§ EXERCISE
Could all of the entries be written out exactly, with any pictures omitted?

***** DATA UNDER STUDY

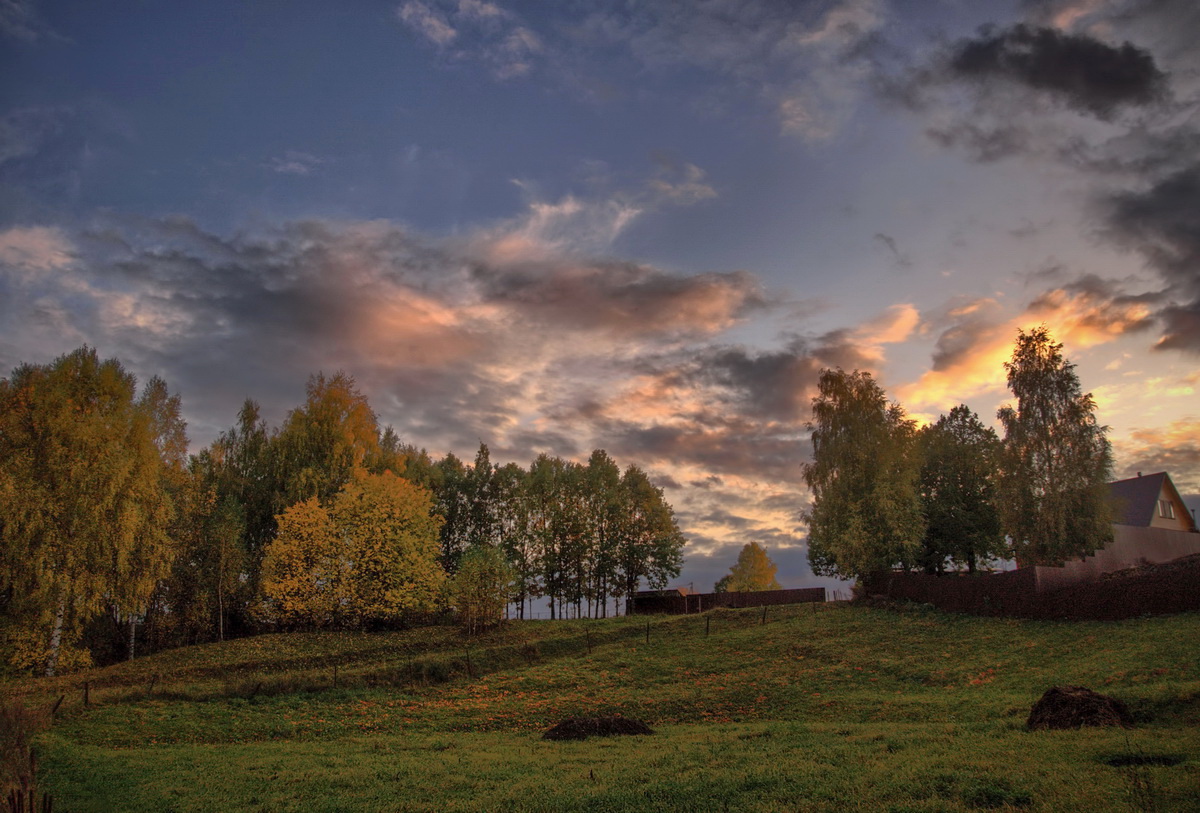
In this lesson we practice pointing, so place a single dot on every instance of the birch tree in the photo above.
(83, 512)
(1056, 458)
(865, 512)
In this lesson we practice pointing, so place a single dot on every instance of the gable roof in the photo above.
(1135, 500)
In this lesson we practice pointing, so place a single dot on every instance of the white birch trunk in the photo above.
(52, 662)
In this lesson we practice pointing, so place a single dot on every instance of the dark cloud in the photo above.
(727, 447)
(625, 297)
(889, 242)
(1087, 74)
(1163, 224)
(983, 143)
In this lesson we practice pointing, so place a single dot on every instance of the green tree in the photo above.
(649, 544)
(83, 510)
(865, 512)
(753, 571)
(449, 480)
(958, 494)
(481, 588)
(606, 505)
(1056, 461)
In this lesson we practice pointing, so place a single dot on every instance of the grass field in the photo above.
(846, 708)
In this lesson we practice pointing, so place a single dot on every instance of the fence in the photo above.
(1151, 590)
(701, 602)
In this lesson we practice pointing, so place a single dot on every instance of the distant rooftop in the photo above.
(1134, 500)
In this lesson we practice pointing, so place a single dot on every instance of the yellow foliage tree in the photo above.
(370, 556)
(753, 571)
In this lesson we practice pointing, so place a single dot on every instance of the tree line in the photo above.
(114, 537)
(954, 494)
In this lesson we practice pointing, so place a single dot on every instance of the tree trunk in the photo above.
(52, 662)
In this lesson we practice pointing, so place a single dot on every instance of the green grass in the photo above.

**********

§ RESPONSE TO THE TASK
In this lesson we practice pointing, so place a single dot on every instance of the birch tree in the photo above.
(83, 512)
(1056, 458)
(865, 512)
In this lesson we practice pointing, so place a single dot on every instance of the gable roof in the photo above.
(1135, 500)
In this lesson we practice pointing, so place a single dot on every instance of the white birch trunk in the photo above.
(52, 662)
In this lesson we practice pointing, so place a single dot on every instance of the dark cloud in the photo above.
(727, 447)
(625, 297)
(889, 242)
(1087, 74)
(1163, 224)
(983, 143)
In this lesson we practice pointing, so place a single dot on every instance of the green tree in the photo above.
(649, 544)
(83, 510)
(865, 512)
(753, 571)
(449, 480)
(958, 494)
(481, 588)
(606, 505)
(1056, 461)
In this lesson we practice pointing, so place a single dot on every instance of the grass field in the photo above.
(846, 708)
In this lesson we practice pointing, so place a single dot on every instance of the fence in the photo above.
(1151, 590)
(701, 602)
In this lesson we practice pointing, so place a single dot on every instance of the distant rooftop in the photo above.
(1134, 500)
In this lesson we practice pointing, so place a single dot on every instance of the yellow foliage tree in the photo above.
(370, 556)
(753, 571)
In this lesson we practice pointing, so place a single dot on every instance of the tree line in the photo above.
(114, 537)
(954, 494)
In this lesson we practice pointing, so place a single dot on every instance of the tree trunk in the photo above.
(52, 662)
In this lesson we practice pointing, so place a single dot on every instance of the green grass in the photo above.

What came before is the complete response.